* WHAT IS REQUIRED
Gather each line of the records below that contains the word "wooden".

* GIVEN RECORDS
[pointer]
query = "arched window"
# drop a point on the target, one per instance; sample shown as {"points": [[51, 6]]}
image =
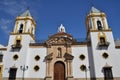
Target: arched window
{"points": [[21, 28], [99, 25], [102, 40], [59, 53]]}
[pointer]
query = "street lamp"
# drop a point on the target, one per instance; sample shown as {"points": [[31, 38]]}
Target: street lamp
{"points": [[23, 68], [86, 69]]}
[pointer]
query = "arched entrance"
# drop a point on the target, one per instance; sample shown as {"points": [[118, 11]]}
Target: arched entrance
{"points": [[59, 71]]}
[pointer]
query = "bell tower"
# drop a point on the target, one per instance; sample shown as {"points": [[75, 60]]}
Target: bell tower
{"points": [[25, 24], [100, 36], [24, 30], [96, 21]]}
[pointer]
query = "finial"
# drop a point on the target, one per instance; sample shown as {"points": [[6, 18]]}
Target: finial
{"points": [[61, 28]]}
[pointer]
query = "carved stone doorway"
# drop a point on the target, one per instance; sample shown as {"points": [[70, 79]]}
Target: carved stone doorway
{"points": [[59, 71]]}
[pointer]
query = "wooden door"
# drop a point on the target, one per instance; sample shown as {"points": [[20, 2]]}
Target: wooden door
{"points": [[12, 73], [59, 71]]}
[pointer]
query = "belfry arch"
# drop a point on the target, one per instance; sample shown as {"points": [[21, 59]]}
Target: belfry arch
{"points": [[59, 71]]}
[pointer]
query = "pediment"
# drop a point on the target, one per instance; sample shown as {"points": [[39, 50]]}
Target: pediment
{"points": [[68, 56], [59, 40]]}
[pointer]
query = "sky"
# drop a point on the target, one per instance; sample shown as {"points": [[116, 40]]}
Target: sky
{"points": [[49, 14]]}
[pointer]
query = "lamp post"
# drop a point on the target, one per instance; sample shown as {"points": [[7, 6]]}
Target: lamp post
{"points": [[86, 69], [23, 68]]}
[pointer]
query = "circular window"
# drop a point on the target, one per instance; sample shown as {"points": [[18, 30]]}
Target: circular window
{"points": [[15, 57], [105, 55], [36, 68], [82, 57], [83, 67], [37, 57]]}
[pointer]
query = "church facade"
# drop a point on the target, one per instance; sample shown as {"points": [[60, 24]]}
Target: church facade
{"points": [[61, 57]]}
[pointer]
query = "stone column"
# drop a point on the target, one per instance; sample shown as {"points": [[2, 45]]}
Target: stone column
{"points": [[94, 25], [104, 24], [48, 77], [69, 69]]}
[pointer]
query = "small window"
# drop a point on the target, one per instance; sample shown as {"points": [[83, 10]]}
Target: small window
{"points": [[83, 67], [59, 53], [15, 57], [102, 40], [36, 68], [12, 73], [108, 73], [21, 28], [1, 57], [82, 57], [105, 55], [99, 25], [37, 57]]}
--
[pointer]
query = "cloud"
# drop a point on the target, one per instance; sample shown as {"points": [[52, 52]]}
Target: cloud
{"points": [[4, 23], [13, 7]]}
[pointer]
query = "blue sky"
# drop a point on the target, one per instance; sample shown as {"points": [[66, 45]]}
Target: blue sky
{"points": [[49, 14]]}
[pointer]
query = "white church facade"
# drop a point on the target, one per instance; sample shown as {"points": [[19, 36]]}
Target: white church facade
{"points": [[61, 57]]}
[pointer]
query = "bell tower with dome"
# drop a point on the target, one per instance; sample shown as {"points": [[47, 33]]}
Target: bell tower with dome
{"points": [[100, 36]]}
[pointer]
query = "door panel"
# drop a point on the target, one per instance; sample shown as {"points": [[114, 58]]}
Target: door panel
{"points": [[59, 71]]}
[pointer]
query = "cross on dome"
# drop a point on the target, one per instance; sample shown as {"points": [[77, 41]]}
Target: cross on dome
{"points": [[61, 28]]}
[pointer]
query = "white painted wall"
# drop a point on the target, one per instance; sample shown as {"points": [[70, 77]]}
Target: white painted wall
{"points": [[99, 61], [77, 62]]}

* EXERCISE ANSWER
query = "wooden door"
Target: wooden door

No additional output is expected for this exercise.